Required task >> What is needed is the run of lines from the one with "If you could pin the ceiling" through the close of the data, set down exactly.

Exercise input >>

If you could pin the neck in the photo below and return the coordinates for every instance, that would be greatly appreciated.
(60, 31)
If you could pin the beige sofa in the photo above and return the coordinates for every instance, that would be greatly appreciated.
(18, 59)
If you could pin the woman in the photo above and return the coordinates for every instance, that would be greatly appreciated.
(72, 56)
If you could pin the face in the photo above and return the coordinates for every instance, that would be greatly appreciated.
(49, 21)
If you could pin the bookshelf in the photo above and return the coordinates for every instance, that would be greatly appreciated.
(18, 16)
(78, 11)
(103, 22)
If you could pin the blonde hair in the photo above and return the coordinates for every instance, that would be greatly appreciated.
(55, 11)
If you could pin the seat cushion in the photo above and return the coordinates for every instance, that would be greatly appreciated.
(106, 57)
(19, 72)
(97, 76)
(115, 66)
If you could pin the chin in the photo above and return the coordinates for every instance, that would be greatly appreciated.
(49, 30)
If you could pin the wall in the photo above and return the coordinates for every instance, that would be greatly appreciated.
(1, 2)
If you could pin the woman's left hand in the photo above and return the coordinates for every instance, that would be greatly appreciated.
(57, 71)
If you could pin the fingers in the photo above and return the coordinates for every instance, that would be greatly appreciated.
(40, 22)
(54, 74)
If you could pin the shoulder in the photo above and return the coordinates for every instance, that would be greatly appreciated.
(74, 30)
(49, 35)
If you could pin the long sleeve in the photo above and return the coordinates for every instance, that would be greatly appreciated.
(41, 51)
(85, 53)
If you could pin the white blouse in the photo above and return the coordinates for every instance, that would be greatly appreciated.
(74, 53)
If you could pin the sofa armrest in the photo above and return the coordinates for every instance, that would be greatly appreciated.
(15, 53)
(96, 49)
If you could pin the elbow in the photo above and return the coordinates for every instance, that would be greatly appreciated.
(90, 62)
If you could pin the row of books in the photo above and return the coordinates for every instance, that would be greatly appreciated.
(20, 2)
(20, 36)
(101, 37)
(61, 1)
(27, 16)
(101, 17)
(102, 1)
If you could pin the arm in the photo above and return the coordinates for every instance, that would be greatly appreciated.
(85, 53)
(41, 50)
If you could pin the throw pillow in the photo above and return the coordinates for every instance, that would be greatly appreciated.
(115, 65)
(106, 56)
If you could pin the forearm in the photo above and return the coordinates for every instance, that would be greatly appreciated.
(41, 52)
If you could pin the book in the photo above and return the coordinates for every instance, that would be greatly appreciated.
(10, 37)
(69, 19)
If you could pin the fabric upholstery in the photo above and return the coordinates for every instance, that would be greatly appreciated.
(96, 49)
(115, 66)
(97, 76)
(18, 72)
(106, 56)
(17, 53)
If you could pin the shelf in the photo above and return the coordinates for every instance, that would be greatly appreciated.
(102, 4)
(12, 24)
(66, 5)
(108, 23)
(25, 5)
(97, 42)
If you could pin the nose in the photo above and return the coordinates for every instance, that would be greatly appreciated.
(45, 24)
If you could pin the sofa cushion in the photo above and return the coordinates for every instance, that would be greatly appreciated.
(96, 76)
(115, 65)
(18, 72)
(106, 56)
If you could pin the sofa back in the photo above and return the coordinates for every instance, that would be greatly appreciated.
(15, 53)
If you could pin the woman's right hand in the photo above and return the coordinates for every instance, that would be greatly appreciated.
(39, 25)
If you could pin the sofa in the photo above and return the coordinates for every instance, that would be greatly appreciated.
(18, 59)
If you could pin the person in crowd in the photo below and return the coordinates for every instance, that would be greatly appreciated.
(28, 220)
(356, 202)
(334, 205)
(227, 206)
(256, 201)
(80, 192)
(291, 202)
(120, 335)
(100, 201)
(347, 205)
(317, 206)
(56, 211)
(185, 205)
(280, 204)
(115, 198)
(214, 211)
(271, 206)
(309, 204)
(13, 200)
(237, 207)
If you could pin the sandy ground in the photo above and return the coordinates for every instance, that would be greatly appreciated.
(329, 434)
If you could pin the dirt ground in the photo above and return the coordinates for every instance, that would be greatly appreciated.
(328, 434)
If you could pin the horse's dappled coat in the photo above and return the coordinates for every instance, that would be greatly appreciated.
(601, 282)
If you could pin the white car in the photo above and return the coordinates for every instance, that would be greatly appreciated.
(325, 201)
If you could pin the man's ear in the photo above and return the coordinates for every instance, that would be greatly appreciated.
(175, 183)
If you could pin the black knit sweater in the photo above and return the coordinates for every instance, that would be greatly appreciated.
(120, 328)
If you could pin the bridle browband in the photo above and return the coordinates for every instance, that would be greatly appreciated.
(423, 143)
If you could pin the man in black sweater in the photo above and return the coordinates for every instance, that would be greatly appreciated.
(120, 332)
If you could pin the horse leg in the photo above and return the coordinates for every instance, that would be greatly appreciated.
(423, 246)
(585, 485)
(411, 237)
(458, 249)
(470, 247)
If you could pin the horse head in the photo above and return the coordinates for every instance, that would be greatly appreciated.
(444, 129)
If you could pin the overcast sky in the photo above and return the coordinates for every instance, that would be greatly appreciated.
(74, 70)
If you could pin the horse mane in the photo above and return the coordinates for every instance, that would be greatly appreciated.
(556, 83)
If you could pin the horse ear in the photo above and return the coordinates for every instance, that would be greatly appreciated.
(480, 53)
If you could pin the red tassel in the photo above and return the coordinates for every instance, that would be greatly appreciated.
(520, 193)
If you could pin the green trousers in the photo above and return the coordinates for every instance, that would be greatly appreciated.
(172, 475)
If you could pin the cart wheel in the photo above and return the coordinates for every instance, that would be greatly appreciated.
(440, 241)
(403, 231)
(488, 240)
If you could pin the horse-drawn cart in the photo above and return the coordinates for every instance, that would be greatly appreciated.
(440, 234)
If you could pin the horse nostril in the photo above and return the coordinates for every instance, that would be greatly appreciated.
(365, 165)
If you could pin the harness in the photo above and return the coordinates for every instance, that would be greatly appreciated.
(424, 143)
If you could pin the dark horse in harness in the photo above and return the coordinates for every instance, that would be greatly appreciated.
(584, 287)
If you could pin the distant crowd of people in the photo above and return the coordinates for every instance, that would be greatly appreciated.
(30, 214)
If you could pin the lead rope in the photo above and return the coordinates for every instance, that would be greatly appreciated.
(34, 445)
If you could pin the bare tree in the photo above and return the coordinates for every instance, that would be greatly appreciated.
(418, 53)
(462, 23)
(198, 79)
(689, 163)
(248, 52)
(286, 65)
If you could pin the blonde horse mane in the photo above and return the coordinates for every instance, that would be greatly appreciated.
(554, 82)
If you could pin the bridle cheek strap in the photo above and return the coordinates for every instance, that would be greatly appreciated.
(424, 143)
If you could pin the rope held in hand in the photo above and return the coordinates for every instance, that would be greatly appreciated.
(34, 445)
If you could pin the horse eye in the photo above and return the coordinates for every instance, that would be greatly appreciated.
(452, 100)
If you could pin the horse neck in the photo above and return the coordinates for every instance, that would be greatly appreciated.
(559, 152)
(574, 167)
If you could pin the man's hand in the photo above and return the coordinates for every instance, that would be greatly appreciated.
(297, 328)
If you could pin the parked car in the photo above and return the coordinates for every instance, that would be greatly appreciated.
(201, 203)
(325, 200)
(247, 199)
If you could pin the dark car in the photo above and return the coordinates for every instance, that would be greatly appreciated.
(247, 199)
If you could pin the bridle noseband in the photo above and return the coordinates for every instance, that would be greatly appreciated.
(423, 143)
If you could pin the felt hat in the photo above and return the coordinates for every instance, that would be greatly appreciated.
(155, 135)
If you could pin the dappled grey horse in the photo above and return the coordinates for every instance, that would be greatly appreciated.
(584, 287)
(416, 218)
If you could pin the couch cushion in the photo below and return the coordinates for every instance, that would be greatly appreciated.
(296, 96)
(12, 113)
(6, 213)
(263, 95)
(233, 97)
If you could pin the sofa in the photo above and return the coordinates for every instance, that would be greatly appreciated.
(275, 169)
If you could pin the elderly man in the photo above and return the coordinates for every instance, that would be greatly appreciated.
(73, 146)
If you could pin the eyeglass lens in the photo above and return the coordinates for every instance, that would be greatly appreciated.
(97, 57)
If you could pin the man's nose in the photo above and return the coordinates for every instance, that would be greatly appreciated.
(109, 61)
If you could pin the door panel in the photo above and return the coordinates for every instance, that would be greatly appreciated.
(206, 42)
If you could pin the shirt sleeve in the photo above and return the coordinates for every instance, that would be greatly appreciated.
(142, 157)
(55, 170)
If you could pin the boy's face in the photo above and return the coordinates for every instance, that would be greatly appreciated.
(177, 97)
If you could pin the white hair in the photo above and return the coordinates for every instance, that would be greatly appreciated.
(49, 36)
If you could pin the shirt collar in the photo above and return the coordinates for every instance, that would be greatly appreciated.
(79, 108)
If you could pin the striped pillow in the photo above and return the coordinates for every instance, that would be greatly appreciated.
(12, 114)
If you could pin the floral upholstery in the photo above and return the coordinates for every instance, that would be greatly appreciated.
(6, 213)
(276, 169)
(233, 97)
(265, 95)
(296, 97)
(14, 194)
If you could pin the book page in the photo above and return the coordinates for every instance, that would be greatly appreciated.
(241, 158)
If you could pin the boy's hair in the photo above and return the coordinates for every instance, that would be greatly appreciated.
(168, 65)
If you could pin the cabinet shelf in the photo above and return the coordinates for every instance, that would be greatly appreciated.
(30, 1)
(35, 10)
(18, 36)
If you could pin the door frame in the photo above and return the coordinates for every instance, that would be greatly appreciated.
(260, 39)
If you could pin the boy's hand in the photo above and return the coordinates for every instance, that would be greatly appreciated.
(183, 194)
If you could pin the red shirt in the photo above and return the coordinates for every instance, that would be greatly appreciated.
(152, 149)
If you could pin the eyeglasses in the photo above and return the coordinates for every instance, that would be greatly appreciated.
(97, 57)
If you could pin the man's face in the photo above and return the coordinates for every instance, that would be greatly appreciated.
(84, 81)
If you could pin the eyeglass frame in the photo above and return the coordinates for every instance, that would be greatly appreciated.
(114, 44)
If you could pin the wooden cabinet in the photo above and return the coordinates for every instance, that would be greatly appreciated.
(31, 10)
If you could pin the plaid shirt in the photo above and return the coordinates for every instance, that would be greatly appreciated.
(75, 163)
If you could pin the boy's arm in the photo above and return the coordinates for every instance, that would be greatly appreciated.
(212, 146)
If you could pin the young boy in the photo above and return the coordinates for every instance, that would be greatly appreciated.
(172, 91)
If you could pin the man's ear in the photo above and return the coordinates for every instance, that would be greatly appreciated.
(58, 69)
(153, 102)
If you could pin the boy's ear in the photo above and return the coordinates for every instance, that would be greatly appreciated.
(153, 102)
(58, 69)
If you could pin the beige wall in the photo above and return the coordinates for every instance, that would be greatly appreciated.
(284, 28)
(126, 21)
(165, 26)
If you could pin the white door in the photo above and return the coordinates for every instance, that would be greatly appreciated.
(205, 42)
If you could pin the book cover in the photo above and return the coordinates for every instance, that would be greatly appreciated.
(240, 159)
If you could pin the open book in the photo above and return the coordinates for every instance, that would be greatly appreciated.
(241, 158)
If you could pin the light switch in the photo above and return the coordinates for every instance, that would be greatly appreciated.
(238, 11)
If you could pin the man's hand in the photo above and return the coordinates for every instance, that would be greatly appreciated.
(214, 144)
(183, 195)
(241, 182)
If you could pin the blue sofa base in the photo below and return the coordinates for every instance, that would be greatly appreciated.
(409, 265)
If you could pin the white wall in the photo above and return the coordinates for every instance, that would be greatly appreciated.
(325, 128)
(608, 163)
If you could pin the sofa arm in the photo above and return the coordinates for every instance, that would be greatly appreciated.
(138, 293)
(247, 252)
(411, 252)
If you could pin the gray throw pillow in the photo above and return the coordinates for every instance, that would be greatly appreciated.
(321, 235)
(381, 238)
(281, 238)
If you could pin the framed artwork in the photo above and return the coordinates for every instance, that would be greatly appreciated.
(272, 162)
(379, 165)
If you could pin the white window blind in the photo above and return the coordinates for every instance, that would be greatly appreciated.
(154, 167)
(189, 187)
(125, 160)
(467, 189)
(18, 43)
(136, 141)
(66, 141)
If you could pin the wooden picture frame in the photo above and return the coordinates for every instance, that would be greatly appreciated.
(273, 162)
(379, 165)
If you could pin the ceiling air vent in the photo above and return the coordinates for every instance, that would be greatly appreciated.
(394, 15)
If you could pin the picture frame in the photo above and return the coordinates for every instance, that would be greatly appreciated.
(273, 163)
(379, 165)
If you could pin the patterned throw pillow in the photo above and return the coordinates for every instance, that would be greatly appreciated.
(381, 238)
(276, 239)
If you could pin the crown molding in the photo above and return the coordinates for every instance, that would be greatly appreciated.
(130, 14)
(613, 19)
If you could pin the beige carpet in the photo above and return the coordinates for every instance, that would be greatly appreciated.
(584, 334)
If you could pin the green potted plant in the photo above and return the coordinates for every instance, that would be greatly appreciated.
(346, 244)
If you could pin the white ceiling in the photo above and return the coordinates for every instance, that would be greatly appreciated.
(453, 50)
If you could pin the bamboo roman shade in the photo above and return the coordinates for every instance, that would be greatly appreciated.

Response >>
If you could pin the ceiling air vent in the photo above and return the coordinates for every instance, that would be greatly appreciated.
(394, 15)
If you could pin the picture frame in the photo above and return the coordinates for every instance, that would be greatly appreciated.
(273, 163)
(379, 165)
If you could pin the patterned throw pillow in the photo above and return the coordinates for every instance, that would be greatly appreciated.
(381, 238)
(276, 239)
If you could pin the crown molding in the photo above and return the coordinates for every instance, that would be greatly appreciated.
(130, 14)
(613, 19)
If you could pin the beige carpet in the photo above and return the coordinates for every instance, that would be greatly appreciated.
(584, 334)
If you could pin the green potted plant in the photo above and return the coordinates for every instance, that would be greatly appreciated.
(346, 244)
If you could pin the white ceiling in the photo above and return the coordinates for every instance, that would be greatly appreciated.
(453, 50)
If you could pin the bamboo roman shade in the photo above and return the coordinates for every instance, that would be greatly appreciated.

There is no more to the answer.